Mesa (master): radeonsi: adjust tess SGPRs to allow fully occupied 3 HS waves of triangles

Mon Nov 23 03:15:53 UTC 2020

Module: Mesa
Branch: master
Commit: 9b5b5cbc53430d39993db5fb3bcd9f99ed006f2c
URL:    http://cgit.freedesktop.org/mesa/mesa/commit/?id=9b5b5cbc53430d39993db5fb3bcd9f99ed006f2c

Author: Marek Olšák <marek.olsak at amd.com>
Date:   Thu Nov 12 22:07:56 2020 -0500

radeonsi: adjust tess SGPRs to allow fully occupied 3 HS waves of triangles

With triangles and 3 HS waves, 3 lanes were unoccupied. Adjust the SGPR
encoding to allow 1 more triangle to fit there.

Some of the fields are not large enough, but they weren't large enough
before either.

Acked-by: Pierre-Eric Pelloux-Prayer <pierre-eric.pelloux-prayer at amd.com>
Part-of: <https://gitlab.freedesktop.org/mesa/mesa/-/merge_requests/7623>

---

 src/gallium/drivers/radeonsi/si_shader_internal.h  | 18 +++++++++---------
 src/gallium/drivers/radeonsi/si_shader_llvm_tess.c |  6 ++++--
 src/gallium/drivers/radeonsi/si_state_draw.c       |  7 +++++--
 3 files changed, 18 insertions(+), 13 deletions(-)

**Entries shown:**
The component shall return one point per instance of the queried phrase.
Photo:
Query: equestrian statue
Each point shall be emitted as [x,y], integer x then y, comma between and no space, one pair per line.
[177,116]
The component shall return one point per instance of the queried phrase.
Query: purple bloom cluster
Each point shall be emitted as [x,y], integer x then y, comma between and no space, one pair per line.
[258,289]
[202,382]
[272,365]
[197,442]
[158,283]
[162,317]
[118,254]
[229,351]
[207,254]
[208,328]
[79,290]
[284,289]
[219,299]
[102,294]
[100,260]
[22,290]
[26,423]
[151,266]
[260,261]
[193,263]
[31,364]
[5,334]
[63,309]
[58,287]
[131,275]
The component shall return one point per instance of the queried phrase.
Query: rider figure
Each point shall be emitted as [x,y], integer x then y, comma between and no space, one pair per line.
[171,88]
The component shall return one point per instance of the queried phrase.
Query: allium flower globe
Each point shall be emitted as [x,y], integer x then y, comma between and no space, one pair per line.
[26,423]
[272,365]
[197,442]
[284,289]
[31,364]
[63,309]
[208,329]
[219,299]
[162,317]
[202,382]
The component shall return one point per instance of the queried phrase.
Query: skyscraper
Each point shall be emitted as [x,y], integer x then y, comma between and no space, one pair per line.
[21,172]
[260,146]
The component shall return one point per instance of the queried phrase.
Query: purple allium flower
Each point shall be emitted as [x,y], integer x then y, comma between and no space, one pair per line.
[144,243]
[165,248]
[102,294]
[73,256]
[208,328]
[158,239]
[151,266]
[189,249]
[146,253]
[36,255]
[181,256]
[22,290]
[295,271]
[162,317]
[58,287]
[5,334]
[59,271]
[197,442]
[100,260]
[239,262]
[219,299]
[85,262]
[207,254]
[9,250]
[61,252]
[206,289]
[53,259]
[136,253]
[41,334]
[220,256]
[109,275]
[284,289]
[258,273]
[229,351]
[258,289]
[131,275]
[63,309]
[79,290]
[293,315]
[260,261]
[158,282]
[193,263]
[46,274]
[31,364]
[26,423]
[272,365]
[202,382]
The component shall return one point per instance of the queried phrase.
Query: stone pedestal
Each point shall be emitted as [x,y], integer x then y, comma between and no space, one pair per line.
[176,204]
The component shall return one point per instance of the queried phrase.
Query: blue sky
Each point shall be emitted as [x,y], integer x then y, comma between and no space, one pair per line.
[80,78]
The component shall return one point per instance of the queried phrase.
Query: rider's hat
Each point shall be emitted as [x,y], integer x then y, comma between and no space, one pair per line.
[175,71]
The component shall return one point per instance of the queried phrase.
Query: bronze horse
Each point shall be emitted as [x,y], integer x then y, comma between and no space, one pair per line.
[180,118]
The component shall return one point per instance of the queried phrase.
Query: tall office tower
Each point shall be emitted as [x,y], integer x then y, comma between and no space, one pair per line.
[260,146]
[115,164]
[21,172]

**List of tasks:**
A. In the commit notice, list every source file path shown in the change summary.
B. Take the part of the commit notice that opens with the words containing "Some of the" and closes with "insertions(+), 13 deletions(-)", and write it out again with "fields" switched to "bit fields".
C. According to the commit notice, how many lanes were unoccupied with triangles and 3 HS waves?

**Answers by task:**
A.
src/gallium/drivers/radeonsi/si_shader_internal.h
src/gallium/drivers/radeonsi/si_shader_llvm_tess.c
src/gallium/drivers/radeonsi/si_state_draw.c

B.
Some of the bit fields are not large enough, but they weren't large enough
before either.

Acked-by: Pierre-Eric Pelloux-Prayer <pierre-eric.pelloux-prayer at amd.com>
Part-of: <https://gitlab.freedesktop.org/mesa/mesa/-/merge_requests/7623>

---

 src/gallium/drivers/radeonsi/si_shader_internal.h  | 18 +++++++++---------
 src/gallium/drivers/radeonsi/si_shader_llvm_tess.c |  6 ++++--
 src/gallium/drivers/radeonsi/si_state_draw.c       |  7 +++++--
 3 files changed, 18 insertions(+), 13 deletions(-)

C. Three lanes were unoccupied.